Region pointing data

--- START ---

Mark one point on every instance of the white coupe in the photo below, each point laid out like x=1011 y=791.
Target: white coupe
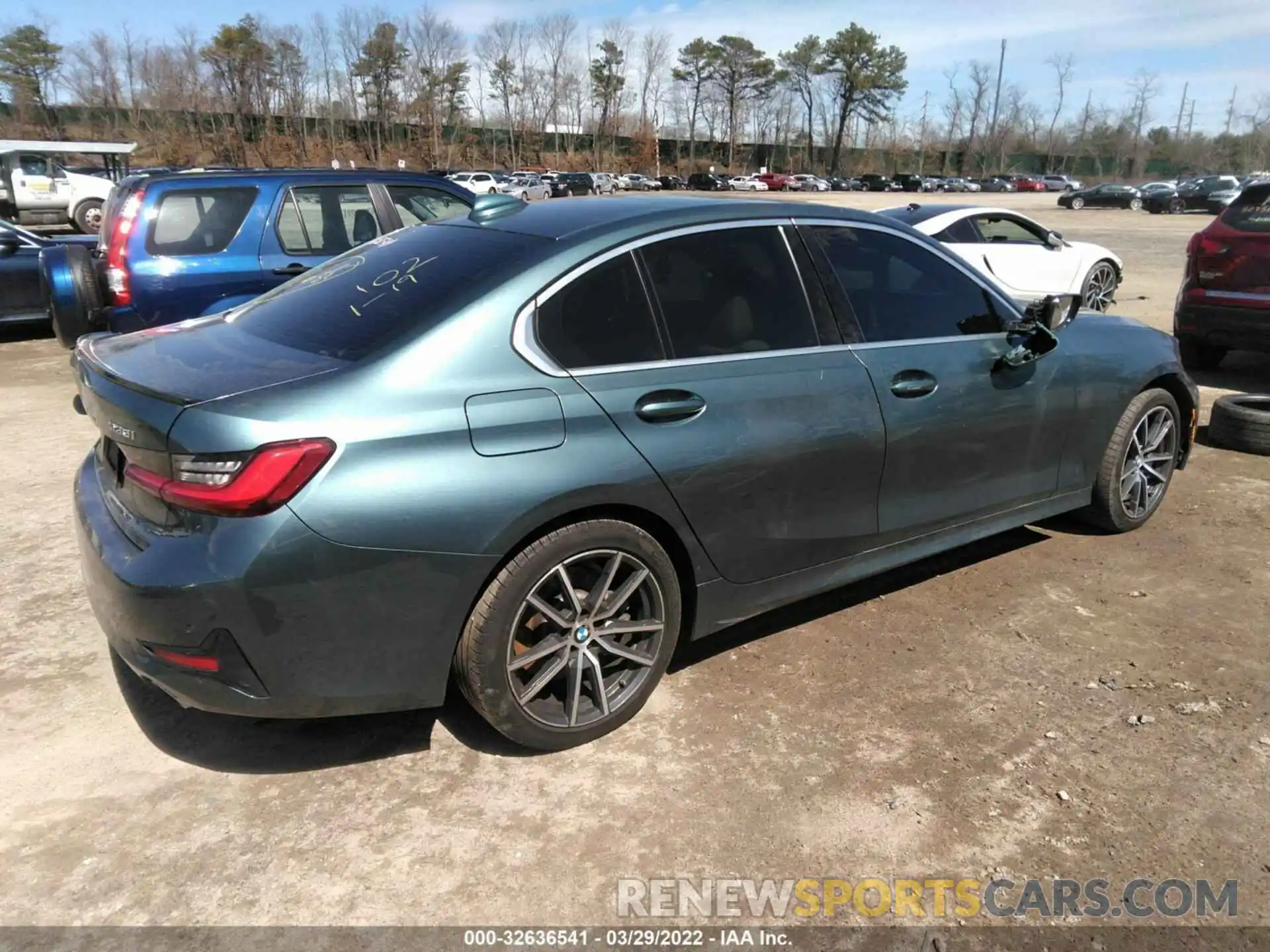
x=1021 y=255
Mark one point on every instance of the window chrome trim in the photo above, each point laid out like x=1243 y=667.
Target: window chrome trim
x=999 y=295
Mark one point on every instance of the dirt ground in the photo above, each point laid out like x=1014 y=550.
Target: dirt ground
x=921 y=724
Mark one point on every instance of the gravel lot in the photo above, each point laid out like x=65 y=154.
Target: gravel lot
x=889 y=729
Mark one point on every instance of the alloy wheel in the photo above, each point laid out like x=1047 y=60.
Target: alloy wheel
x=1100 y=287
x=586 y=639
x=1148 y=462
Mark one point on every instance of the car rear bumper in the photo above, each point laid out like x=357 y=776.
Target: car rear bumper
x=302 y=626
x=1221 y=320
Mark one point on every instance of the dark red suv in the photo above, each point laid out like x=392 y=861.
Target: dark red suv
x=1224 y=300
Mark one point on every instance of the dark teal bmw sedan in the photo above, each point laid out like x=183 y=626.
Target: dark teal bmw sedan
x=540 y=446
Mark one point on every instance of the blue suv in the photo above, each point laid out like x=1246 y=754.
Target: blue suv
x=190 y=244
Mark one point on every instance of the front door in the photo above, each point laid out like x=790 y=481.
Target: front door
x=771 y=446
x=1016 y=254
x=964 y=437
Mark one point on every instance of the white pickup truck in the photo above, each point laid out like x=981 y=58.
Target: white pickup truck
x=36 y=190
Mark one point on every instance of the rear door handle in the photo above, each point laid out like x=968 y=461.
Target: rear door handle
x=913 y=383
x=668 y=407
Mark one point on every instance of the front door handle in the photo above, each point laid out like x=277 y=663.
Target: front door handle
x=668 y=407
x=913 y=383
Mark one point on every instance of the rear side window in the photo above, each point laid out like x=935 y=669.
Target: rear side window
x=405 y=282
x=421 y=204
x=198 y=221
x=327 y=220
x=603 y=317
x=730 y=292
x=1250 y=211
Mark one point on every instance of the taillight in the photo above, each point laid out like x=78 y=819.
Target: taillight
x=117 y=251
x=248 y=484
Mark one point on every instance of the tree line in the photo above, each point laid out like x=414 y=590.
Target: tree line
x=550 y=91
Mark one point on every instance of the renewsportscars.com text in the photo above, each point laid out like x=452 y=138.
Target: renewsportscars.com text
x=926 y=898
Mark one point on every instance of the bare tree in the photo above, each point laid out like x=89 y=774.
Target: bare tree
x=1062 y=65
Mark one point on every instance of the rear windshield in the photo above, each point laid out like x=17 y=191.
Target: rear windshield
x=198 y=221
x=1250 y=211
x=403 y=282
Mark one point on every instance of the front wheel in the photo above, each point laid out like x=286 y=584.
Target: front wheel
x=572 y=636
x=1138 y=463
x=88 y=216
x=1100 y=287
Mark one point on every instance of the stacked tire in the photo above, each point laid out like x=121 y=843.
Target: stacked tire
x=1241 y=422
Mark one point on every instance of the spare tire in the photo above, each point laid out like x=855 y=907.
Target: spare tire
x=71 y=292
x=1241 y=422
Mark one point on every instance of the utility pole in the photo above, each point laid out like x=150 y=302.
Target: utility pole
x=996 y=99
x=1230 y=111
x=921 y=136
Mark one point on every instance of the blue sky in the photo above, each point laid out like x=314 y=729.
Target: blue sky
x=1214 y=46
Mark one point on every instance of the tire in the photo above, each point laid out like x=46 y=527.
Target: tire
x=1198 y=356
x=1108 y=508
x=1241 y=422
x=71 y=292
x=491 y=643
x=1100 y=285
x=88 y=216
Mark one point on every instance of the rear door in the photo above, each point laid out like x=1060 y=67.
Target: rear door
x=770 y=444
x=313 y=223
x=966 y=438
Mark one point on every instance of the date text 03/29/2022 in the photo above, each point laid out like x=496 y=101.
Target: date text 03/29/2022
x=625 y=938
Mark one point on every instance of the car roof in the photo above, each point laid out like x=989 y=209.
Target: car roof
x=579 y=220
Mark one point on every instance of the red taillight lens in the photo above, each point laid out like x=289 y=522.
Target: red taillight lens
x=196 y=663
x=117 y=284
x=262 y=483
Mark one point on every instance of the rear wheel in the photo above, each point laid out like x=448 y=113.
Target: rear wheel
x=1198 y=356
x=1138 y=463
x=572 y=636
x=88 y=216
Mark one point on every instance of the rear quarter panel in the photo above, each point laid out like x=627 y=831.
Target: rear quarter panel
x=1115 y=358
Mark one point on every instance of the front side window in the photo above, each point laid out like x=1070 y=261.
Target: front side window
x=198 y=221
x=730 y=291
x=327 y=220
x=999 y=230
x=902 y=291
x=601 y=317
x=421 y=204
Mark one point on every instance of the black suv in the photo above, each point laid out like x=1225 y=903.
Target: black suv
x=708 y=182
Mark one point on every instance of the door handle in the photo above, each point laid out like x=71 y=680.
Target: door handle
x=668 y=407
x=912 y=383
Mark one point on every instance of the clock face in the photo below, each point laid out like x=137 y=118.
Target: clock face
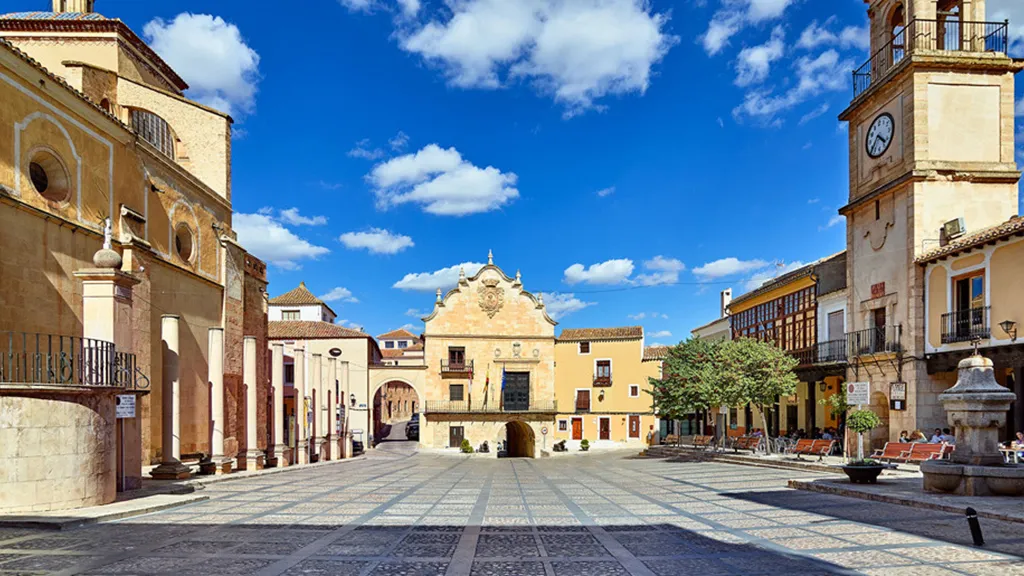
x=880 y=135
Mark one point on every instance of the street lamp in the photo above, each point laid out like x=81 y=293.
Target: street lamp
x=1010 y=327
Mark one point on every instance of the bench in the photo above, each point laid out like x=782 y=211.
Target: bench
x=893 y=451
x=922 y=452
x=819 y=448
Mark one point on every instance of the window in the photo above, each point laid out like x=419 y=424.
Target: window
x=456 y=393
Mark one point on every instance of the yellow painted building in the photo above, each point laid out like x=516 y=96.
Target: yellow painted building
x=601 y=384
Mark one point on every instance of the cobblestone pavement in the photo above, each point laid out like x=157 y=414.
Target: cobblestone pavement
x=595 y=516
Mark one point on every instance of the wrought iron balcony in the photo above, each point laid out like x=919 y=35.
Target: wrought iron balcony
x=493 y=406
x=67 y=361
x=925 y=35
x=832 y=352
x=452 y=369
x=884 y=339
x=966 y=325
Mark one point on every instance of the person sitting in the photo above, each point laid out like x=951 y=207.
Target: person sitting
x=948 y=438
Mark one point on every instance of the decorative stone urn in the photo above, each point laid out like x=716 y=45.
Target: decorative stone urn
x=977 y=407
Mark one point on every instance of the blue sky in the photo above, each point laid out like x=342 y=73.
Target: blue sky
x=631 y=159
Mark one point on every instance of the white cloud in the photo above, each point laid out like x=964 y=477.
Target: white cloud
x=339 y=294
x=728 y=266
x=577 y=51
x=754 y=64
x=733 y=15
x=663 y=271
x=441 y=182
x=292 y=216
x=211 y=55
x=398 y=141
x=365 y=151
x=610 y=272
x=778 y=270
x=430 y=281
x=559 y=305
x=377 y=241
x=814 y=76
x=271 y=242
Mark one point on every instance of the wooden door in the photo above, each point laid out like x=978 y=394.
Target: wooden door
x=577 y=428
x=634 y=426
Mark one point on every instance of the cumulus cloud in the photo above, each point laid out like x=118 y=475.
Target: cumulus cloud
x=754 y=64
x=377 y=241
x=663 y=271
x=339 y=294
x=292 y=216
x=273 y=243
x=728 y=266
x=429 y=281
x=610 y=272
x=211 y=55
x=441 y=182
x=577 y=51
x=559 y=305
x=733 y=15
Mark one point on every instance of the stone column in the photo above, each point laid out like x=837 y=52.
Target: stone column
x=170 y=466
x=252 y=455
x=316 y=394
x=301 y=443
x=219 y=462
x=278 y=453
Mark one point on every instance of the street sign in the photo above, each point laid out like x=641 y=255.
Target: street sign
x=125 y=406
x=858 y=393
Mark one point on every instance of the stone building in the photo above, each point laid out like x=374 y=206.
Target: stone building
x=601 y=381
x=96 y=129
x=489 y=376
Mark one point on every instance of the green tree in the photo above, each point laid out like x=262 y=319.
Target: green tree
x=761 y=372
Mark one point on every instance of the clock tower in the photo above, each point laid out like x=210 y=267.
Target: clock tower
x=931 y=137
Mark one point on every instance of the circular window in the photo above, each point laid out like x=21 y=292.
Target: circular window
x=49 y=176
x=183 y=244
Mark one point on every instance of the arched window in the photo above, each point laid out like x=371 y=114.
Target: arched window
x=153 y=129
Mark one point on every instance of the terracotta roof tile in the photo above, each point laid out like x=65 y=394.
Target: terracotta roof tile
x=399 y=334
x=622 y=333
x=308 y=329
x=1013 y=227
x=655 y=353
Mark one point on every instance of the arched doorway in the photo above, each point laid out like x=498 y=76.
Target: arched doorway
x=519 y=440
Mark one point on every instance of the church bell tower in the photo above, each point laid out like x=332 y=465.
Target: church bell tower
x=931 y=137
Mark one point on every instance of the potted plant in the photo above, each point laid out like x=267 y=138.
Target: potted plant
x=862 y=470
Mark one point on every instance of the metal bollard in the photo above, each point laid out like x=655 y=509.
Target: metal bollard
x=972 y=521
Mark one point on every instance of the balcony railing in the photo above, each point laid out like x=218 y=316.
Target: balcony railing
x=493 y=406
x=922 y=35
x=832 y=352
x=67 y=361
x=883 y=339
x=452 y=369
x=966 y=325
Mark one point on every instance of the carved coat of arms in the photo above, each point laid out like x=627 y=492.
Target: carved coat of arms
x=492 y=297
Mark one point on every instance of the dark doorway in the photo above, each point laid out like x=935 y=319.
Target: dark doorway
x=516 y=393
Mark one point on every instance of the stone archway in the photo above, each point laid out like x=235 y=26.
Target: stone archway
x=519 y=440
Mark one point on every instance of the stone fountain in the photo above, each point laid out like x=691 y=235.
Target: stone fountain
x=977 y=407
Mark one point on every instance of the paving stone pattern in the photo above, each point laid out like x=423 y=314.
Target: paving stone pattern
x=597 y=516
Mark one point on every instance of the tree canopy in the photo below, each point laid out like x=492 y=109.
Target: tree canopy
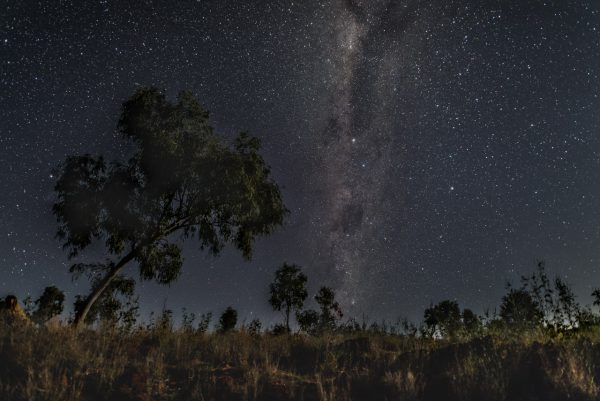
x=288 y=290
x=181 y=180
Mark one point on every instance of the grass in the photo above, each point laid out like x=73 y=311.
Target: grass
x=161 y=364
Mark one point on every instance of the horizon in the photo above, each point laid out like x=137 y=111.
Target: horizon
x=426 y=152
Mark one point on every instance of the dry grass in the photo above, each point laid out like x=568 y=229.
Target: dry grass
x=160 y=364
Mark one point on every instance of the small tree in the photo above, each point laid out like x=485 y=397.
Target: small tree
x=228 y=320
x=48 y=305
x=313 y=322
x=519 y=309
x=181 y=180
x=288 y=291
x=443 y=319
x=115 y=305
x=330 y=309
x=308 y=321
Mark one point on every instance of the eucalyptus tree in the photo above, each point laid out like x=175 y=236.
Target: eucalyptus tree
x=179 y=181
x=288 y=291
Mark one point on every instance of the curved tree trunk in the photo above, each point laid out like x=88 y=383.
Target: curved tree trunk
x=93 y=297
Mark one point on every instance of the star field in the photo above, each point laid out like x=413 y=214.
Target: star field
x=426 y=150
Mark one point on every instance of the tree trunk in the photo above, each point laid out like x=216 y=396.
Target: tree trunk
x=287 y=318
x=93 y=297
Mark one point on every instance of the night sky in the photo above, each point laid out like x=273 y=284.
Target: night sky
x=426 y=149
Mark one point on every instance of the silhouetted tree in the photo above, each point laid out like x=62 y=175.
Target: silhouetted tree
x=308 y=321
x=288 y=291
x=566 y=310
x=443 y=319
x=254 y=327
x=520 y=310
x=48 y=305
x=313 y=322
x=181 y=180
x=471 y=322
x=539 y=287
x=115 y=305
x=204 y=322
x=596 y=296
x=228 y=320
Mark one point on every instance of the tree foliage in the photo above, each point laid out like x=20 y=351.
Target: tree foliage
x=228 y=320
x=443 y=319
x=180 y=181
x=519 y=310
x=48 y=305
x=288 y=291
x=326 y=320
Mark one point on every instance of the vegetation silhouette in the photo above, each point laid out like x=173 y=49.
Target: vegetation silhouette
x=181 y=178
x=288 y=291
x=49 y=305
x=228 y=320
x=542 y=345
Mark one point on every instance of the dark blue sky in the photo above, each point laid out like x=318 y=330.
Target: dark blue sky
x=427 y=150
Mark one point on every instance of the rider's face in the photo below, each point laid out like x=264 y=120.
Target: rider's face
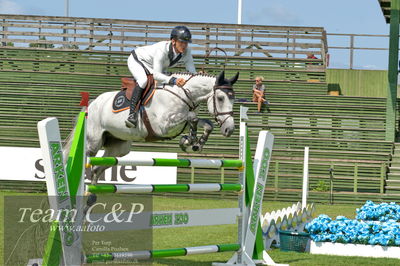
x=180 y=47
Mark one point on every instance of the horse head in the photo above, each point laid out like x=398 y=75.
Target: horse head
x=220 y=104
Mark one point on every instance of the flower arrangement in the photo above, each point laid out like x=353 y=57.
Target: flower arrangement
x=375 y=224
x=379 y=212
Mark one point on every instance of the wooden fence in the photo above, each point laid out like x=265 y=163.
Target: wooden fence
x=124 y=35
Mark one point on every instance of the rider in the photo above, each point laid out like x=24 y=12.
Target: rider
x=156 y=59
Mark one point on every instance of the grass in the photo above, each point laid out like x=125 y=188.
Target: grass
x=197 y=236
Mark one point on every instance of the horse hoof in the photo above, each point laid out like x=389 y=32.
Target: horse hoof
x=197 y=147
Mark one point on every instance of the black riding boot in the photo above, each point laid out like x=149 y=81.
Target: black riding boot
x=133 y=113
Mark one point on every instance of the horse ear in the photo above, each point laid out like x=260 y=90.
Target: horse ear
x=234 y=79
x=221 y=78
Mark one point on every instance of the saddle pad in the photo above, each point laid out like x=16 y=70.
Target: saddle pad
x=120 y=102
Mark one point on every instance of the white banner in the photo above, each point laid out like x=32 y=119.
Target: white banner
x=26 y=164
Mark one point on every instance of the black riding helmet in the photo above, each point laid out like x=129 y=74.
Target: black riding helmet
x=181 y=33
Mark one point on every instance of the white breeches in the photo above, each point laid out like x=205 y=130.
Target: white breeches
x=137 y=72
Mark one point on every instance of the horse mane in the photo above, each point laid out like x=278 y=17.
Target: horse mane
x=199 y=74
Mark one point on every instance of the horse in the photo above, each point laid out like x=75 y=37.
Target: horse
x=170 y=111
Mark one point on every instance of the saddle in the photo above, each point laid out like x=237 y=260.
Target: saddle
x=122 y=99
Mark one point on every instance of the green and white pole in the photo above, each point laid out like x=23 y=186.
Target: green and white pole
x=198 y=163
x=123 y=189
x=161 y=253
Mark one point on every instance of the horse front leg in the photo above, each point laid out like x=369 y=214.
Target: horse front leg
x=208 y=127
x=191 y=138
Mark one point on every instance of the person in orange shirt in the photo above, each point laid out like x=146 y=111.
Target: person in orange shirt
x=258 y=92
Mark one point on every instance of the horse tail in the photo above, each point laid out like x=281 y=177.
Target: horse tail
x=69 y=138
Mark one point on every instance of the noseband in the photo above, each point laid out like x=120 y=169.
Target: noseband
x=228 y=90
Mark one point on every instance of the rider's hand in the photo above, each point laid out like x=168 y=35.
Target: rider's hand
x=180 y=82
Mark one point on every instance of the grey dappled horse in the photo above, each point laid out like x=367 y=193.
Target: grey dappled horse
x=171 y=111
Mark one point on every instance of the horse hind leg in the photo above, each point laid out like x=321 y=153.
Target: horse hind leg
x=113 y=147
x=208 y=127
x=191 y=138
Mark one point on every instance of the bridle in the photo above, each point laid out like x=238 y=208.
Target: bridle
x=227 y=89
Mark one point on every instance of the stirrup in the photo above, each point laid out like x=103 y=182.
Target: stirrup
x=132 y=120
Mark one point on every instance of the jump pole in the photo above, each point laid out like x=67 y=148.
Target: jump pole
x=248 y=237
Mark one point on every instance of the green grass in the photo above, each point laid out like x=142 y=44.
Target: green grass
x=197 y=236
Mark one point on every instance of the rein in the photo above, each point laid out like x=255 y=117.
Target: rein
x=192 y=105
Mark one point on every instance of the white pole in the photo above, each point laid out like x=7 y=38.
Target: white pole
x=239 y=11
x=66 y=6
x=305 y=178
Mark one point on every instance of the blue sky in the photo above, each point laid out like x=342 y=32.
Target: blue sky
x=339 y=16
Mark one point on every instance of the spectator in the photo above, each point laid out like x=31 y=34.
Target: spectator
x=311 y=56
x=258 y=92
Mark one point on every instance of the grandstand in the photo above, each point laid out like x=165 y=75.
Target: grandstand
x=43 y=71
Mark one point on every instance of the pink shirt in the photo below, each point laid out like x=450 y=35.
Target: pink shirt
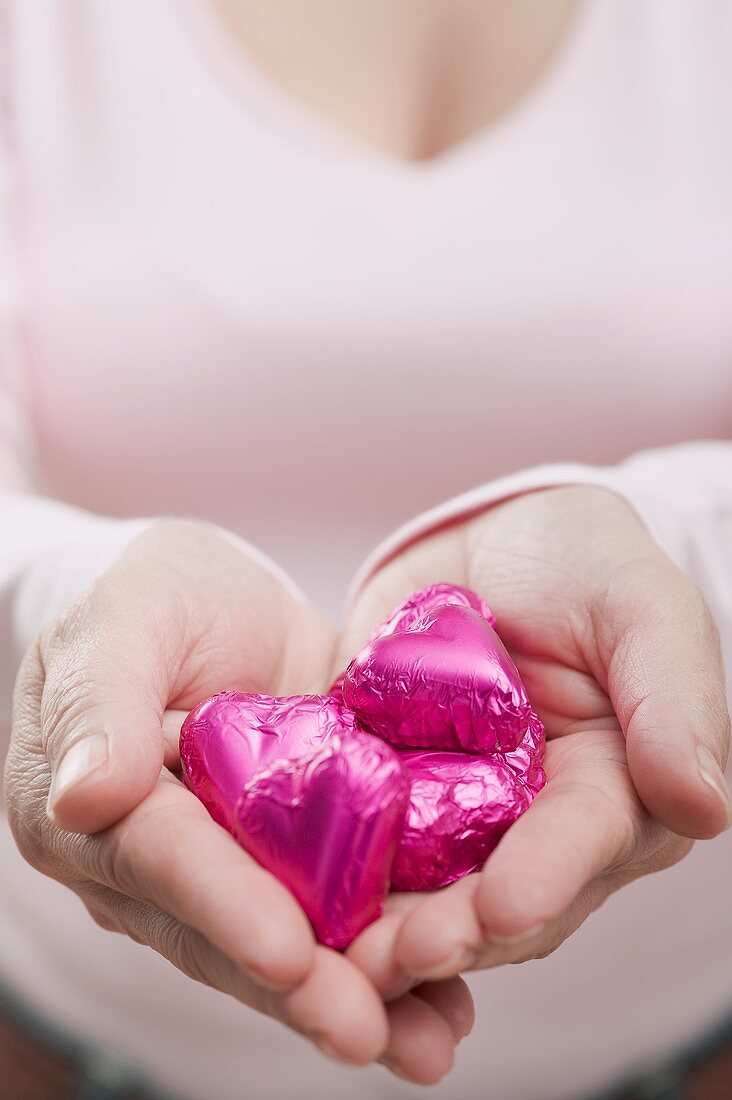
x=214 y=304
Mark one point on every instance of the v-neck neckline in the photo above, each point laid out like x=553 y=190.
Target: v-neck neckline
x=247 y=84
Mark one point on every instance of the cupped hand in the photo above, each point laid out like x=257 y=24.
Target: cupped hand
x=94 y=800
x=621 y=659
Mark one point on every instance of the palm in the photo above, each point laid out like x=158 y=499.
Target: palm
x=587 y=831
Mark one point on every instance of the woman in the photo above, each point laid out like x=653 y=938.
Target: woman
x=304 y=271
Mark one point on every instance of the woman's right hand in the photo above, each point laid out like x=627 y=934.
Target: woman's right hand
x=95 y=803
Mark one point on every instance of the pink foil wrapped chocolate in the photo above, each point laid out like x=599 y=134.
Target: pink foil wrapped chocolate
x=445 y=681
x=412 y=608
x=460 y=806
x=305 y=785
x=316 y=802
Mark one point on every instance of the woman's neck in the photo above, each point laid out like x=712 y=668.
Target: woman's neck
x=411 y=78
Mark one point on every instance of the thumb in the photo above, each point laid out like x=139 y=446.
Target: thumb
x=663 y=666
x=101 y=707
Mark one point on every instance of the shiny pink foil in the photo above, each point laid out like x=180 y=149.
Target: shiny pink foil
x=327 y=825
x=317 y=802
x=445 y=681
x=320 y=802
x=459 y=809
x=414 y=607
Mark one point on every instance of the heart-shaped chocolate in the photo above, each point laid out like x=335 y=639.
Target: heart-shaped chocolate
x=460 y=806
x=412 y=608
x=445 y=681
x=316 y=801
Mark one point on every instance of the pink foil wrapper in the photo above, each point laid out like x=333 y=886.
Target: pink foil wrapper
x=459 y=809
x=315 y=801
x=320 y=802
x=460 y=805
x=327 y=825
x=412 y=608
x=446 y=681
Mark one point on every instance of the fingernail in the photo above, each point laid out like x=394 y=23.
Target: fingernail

--- END ---

- **What is required**: Could you please give the number of lines in the data above that contain the word "fingernail"? Only the number is needed.

- **Task output**: 2